(INSTRUCTIONS TO FOLLOW) Before you return the lines below, strip out any images and keep every word as written.

(SUPPLIED DATA)
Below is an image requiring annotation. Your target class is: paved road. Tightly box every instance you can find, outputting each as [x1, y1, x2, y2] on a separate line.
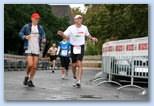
[4, 69, 148, 100]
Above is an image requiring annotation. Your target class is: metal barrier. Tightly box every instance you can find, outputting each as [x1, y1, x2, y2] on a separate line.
[96, 37, 148, 92]
[4, 54, 61, 71]
[4, 54, 26, 71]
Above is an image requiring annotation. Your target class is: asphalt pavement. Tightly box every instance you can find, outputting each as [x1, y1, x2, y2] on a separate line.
[4, 69, 148, 101]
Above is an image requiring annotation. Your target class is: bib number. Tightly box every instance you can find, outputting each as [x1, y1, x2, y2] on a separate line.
[61, 50, 68, 56]
[73, 46, 81, 54]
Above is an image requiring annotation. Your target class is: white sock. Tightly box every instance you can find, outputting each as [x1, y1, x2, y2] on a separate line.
[62, 74, 65, 78]
[77, 80, 81, 84]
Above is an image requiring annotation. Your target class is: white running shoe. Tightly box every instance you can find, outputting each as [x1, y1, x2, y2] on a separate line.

(EXERCISE ANSWER)
Below is an image requiring annotation. Your target class is: paved road. Tightly box every instance you can find, outputting each as [x1, y1, x2, y2] on a separate line.
[4, 69, 148, 100]
Above is an image requiring annotation. Your target class is: metal barrier. Tightly box every instance you can find, outputting each as [x1, y1, x2, y2] on a separate line.
[96, 37, 148, 92]
[4, 54, 61, 71]
[4, 54, 26, 71]
Above is an image requiring annotation. Your target class is: asphalt pavement. Tightly box every instance you can find, outputting each as [x1, y1, x2, y2] on a separate line.
[4, 69, 148, 101]
Above is an image requiring annotation. Your target class is: bib number. Tightly box every instance you can find, outputting each as [x1, y1, x2, y2] on a separate line.
[61, 50, 68, 56]
[73, 46, 81, 54]
Above is an image requiring annotation. Your target class is: white sock. Tightly box every instance you can find, outputting each as [x1, y1, x2, y2] on a separate line.
[62, 74, 65, 78]
[77, 80, 81, 84]
Above is an image requiring annotation. Your target class is: white running shoe. Tightly box every instance you can find, outputting each as [x1, y1, x2, y2] on a separate line.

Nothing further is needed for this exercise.